(Collected data)
== Segment start ==

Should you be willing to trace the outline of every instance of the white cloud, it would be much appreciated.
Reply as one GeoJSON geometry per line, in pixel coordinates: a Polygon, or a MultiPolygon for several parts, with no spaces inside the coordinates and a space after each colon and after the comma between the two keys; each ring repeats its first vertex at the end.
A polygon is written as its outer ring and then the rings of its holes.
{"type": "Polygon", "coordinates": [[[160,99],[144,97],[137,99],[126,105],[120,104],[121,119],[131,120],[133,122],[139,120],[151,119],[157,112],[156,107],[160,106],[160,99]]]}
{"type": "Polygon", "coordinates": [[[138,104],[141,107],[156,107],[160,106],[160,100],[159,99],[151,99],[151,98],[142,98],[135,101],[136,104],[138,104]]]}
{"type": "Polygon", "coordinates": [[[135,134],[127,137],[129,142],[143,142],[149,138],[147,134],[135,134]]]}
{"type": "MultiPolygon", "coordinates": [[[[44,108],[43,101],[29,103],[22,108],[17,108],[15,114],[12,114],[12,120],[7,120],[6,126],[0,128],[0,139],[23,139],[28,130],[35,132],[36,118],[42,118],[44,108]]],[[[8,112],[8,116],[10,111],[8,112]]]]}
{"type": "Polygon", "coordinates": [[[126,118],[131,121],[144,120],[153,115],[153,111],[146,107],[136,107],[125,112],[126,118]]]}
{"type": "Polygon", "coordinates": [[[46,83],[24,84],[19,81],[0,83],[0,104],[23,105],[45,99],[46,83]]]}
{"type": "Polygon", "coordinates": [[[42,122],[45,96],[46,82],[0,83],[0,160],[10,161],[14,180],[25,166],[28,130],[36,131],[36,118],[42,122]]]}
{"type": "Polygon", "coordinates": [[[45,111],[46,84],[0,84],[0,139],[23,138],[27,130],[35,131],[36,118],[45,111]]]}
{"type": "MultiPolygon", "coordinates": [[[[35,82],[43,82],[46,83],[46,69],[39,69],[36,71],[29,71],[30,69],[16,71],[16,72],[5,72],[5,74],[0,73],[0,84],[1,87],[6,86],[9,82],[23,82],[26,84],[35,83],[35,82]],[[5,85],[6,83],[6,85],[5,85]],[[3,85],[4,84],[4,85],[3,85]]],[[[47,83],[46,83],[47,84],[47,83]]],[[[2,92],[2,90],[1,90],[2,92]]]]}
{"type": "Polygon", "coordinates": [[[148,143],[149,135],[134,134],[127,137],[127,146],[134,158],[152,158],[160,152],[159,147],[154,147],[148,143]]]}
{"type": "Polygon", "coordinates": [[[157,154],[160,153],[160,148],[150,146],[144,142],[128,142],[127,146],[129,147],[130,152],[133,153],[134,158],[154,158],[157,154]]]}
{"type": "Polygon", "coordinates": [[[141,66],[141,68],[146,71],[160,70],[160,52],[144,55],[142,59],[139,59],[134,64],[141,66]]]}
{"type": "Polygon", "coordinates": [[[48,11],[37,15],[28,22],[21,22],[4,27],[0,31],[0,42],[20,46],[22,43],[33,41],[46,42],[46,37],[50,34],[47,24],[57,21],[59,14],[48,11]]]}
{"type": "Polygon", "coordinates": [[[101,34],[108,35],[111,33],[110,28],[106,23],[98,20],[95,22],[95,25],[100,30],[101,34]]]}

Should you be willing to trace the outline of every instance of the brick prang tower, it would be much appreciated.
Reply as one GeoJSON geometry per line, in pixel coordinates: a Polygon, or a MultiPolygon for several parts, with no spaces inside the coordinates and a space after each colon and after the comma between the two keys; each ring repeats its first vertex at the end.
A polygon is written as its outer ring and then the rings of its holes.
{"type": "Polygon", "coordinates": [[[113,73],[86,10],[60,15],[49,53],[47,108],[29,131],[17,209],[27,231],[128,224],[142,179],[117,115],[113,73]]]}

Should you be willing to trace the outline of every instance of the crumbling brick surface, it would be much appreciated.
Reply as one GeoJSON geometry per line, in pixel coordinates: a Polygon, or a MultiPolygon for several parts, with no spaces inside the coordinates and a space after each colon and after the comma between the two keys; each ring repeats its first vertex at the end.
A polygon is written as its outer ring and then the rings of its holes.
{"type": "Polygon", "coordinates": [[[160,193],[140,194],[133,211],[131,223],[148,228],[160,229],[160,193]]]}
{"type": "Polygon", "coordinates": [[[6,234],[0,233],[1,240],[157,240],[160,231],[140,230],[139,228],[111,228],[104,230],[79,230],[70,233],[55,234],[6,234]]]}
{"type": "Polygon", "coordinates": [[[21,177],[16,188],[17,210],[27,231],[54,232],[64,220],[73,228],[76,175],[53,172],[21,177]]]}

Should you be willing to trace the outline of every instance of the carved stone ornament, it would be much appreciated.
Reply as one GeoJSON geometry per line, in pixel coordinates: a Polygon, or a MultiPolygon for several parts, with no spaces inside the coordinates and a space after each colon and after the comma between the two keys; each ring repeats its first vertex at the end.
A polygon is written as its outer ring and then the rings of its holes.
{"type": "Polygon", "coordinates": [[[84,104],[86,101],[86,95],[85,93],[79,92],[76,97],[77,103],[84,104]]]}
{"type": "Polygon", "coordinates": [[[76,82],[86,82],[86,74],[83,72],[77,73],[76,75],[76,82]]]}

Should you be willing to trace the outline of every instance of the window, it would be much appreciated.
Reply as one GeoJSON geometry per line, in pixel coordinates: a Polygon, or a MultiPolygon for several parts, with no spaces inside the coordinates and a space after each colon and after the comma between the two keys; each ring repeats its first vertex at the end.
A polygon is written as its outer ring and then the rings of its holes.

== Segment end ==

Problem statement:
Copy all of the data exactly. Skip nothing.

Solution for this task:
Should you be willing to trace the outline of every instance of the white cloud, it would be much appreciated.
Reply as one GeoJSON geometry per line, in pixel coordinates: a Polygon, or a MultiPolygon for several parts, with no spaces inside the coordinates and a space after each colon and after the comma between the two keys; each ring repeats its first vertex at the end.
A polygon is written as its outer ring and then the rings of its holes.
{"type": "Polygon", "coordinates": [[[160,99],[144,97],[137,99],[126,105],[120,104],[121,119],[131,120],[133,122],[139,120],[151,119],[157,112],[156,107],[160,106],[160,99]]]}
{"type": "Polygon", "coordinates": [[[138,104],[141,107],[156,107],[160,106],[160,100],[159,99],[151,99],[151,98],[142,98],[135,101],[136,104],[138,104]]]}
{"type": "Polygon", "coordinates": [[[135,134],[127,137],[129,142],[143,142],[149,138],[147,134],[135,134]]]}
{"type": "MultiPolygon", "coordinates": [[[[44,108],[43,101],[29,103],[22,108],[17,108],[15,114],[12,114],[12,120],[7,120],[6,126],[0,128],[0,139],[23,139],[28,130],[35,132],[36,118],[42,118],[44,108]]],[[[8,112],[8,116],[10,111],[8,112]]]]}
{"type": "Polygon", "coordinates": [[[126,118],[131,121],[144,120],[153,115],[153,111],[146,107],[136,107],[125,112],[126,118]]]}
{"type": "Polygon", "coordinates": [[[46,83],[24,84],[19,81],[0,83],[0,104],[23,105],[45,99],[46,83]]]}
{"type": "Polygon", "coordinates": [[[42,122],[45,96],[46,82],[0,83],[0,160],[10,161],[14,180],[25,166],[28,130],[36,131],[36,118],[42,122]]]}
{"type": "Polygon", "coordinates": [[[45,111],[46,84],[0,84],[0,139],[23,138],[27,130],[35,131],[36,118],[45,111]]]}
{"type": "MultiPolygon", "coordinates": [[[[35,82],[43,82],[46,83],[46,69],[39,69],[36,71],[29,71],[30,69],[16,71],[16,72],[5,72],[5,74],[0,73],[0,84],[1,87],[6,86],[9,82],[23,82],[26,84],[35,83],[35,82]],[[5,85],[6,83],[6,85],[5,85]],[[3,85],[4,84],[4,85],[3,85]]],[[[47,83],[46,83],[47,84],[47,83]]],[[[2,92],[2,90],[1,90],[2,92]]]]}
{"type": "Polygon", "coordinates": [[[148,143],[149,135],[134,134],[127,137],[127,146],[134,158],[152,158],[160,152],[159,147],[154,147],[148,143]]]}
{"type": "Polygon", "coordinates": [[[157,154],[160,153],[160,148],[150,146],[144,142],[128,142],[127,146],[129,147],[130,152],[133,153],[134,158],[154,158],[157,154]]]}
{"type": "Polygon", "coordinates": [[[141,66],[141,68],[146,71],[160,70],[160,52],[144,55],[142,59],[139,59],[134,64],[141,66]]]}
{"type": "Polygon", "coordinates": [[[48,11],[37,15],[28,22],[21,22],[4,27],[0,31],[0,42],[20,46],[22,43],[33,41],[46,42],[46,37],[50,34],[47,24],[57,21],[59,14],[48,11]]]}
{"type": "Polygon", "coordinates": [[[101,34],[108,35],[111,33],[110,28],[106,23],[98,20],[95,22],[95,25],[100,30],[101,34]]]}

Should you be willing to trace the outline of every instance of the brick prang tower, it would be much appreciated.
Reply as one GeoJSON geometry per line, in pixel coordinates: a Polygon, or a MultiPolygon for several parts, with no spaces inside the coordinates and a space after each colon and after the comma between the two keys; each ring repeats its first vertex at the end.
A polygon is written as its outer ring and then the rings of its holes.
{"type": "Polygon", "coordinates": [[[113,73],[86,10],[60,15],[49,53],[47,108],[29,131],[17,209],[27,231],[128,224],[142,179],[117,115],[113,73]]]}

Should you be willing to trace the outline of every instance of the crumbling brick surface, it would be much appreciated.
Reply as one GeoJSON geometry per line, in pixel coordinates: a Polygon, or a MultiPolygon for several parts, with no spaces inside the coordinates and a space after each colon and after the comma between the two keys; each ring repeats its first vertex at the end.
A polygon is written as its outer ring and then the rings of its holes.
{"type": "Polygon", "coordinates": [[[160,193],[140,194],[133,211],[131,223],[148,228],[160,229],[160,193]]]}
{"type": "Polygon", "coordinates": [[[6,234],[0,233],[1,240],[157,240],[160,231],[140,230],[139,228],[111,228],[104,230],[79,230],[70,233],[55,234],[6,234]]]}
{"type": "Polygon", "coordinates": [[[21,177],[16,188],[17,210],[27,231],[54,232],[64,220],[73,228],[76,175],[53,172],[21,177]]]}

Should you be willing to trace the outline of every instance of the carved stone ornament, it would be much appreciated.
Reply as one GeoJSON geometry per line, in pixel coordinates: a Polygon, or a MultiPolygon for several parts, with no spaces inside the coordinates and a space after each colon and after the comma between the two keys; each ring repeats its first vertex at the end.
A polygon is written as its outer ring and then the rings of its holes.
{"type": "Polygon", "coordinates": [[[84,104],[86,101],[86,95],[85,93],[79,92],[76,97],[77,103],[84,104]]]}
{"type": "Polygon", "coordinates": [[[76,82],[86,82],[86,74],[83,72],[77,73],[76,75],[76,82]]]}

Should you be willing to trace the outline of every instance of the window, it would be much appreciated.
Reply as one GeoJSON geometry per line, in pixel coordinates: a Polygon, or a MultiPolygon for several parts, with no spaces inside the coordinates and a space after each colon and after the comma between the two keys; each ring repeats its first vertex at the end.
A polygon is written as its outer ring and then the rings of its holes.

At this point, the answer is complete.